BEGIN

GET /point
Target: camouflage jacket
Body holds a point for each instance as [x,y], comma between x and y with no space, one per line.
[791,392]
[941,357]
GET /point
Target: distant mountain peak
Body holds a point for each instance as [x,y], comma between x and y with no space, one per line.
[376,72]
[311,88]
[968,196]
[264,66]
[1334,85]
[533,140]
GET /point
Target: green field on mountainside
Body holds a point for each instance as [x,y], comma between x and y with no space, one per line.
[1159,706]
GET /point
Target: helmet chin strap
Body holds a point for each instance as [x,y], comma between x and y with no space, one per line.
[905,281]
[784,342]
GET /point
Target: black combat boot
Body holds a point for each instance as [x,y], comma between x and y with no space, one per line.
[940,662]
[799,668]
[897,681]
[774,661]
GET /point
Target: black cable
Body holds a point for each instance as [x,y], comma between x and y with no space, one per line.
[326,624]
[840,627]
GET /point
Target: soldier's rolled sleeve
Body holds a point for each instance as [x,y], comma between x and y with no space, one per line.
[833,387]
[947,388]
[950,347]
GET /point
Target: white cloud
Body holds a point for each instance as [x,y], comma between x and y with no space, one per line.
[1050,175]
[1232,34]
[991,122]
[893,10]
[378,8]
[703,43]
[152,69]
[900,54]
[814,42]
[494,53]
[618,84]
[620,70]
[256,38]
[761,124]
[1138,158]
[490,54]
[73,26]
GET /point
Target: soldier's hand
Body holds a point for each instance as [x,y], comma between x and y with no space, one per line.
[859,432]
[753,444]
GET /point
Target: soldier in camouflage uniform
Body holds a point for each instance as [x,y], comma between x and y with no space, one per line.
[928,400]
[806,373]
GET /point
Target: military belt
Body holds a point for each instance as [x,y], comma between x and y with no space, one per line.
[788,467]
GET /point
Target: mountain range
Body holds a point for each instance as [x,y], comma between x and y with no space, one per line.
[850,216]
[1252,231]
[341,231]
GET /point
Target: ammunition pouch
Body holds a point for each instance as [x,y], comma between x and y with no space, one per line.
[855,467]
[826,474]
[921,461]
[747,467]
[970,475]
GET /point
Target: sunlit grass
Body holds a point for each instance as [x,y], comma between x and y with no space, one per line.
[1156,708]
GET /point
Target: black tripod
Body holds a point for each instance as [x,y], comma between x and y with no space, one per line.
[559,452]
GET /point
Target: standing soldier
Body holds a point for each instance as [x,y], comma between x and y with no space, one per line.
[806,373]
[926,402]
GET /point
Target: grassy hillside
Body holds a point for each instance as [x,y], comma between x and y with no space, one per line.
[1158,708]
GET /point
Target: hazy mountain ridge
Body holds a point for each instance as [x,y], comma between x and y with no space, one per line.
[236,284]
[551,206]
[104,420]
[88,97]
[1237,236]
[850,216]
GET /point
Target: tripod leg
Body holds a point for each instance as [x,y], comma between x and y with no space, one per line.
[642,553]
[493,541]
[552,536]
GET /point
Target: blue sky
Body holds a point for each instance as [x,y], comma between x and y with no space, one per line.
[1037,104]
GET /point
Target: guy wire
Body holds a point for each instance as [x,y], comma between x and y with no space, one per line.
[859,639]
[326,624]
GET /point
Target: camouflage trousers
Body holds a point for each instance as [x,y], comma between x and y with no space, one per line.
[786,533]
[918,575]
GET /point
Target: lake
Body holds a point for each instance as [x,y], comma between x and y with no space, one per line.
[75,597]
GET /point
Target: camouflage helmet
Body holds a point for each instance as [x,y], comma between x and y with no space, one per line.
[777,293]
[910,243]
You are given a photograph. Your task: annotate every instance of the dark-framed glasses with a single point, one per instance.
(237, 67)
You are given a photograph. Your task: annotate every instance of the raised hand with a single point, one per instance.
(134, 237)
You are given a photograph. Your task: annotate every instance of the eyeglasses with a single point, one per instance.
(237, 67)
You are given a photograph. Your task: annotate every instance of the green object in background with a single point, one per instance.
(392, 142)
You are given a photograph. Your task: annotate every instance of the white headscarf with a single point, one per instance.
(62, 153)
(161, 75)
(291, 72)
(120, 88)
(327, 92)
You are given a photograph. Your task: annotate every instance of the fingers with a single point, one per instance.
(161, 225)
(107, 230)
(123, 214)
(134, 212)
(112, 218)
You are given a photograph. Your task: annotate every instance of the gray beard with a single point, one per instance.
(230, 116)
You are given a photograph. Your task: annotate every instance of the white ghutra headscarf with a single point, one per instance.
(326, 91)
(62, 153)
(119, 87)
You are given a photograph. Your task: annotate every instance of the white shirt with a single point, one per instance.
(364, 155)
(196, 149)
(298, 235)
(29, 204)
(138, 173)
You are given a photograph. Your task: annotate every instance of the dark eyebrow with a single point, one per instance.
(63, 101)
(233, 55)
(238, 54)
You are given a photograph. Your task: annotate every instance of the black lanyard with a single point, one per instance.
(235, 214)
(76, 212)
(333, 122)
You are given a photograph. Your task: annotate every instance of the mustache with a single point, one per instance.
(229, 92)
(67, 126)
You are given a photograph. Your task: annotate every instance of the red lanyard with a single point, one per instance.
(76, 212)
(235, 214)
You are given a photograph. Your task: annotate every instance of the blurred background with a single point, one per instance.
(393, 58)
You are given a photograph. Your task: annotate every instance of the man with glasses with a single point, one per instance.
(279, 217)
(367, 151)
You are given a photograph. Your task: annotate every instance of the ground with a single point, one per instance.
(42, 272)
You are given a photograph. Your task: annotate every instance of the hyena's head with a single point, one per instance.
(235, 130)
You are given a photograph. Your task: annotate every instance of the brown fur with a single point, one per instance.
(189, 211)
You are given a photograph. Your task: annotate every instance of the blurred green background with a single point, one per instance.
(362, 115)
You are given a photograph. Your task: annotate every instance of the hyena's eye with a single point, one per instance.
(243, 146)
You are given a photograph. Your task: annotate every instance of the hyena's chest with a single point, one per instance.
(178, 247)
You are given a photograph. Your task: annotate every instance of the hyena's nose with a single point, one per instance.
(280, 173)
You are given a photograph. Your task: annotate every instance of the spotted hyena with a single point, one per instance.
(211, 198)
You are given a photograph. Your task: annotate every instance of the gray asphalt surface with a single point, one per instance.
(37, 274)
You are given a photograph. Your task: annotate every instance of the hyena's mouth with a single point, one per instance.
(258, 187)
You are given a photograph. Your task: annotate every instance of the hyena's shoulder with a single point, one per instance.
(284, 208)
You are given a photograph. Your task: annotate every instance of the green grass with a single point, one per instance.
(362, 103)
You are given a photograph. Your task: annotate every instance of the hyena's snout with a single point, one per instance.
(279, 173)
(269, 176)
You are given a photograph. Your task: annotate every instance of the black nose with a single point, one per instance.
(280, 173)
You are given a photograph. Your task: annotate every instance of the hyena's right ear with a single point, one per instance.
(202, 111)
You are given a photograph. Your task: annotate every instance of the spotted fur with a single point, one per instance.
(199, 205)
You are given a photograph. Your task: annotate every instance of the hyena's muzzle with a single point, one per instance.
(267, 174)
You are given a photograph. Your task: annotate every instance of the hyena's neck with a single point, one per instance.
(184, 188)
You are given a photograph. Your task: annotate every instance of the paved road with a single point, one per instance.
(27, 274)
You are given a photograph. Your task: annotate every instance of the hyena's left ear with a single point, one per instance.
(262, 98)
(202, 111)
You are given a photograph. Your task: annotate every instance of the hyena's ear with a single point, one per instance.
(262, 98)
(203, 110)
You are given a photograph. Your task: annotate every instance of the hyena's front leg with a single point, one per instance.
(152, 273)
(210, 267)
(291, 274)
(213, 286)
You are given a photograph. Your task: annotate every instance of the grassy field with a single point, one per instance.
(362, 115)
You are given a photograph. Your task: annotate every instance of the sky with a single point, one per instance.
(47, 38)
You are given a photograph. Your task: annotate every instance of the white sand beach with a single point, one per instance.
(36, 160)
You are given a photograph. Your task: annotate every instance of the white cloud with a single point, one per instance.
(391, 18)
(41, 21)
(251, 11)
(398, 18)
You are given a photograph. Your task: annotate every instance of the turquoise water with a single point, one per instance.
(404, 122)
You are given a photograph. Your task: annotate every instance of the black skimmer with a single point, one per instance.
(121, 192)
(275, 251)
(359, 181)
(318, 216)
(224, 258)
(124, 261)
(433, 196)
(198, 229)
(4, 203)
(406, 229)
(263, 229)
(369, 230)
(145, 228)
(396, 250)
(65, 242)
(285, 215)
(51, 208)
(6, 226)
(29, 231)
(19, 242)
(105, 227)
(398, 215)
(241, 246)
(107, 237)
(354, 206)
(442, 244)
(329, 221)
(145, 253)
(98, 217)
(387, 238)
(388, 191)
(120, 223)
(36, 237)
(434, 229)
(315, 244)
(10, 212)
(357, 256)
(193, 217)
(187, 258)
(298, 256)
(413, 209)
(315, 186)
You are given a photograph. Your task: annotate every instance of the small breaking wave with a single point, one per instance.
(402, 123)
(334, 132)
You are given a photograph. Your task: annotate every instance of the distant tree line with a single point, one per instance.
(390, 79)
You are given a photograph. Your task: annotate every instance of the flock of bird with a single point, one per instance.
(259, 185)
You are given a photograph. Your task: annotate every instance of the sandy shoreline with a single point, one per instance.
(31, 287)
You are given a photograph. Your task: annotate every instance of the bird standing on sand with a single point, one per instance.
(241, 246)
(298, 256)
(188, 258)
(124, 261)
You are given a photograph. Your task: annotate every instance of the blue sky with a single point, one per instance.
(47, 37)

END

__TASK PROMPT__. Set down the lines of the listing above verbatim, first line through the line containing "Target: black cable", inclusive; add no other lines.

__TASK RESPONSE__.
GET /point
Target: camouflage jacket
Body holds a point for each instance as [x,y], comma between x and y with no space, one per line.
[791,392]
[941,357]
GET /point
Target: distant mountain peak
Body holds a point for each instance as [x,y], comma between x and y with no space, one per line.
[376,72]
[311,88]
[968,196]
[264,66]
[1334,85]
[533,140]
GET /point
Target: green field on mountainside
Body holds a point for each instance as [x,y], comma between x and y with no space, one per line.
[1159,706]
GET /point
Target: helmet chin strap
Body holds a point for each instance as [x,y], comma between x and y with no space, one per line.
[905,281]
[784,342]
GET /point
Target: black combat boot
Body holds a point for each instance as [x,y], comma between x and y with no space, one per line.
[940,662]
[799,668]
[897,681]
[774,661]
GET /point
Target: black cable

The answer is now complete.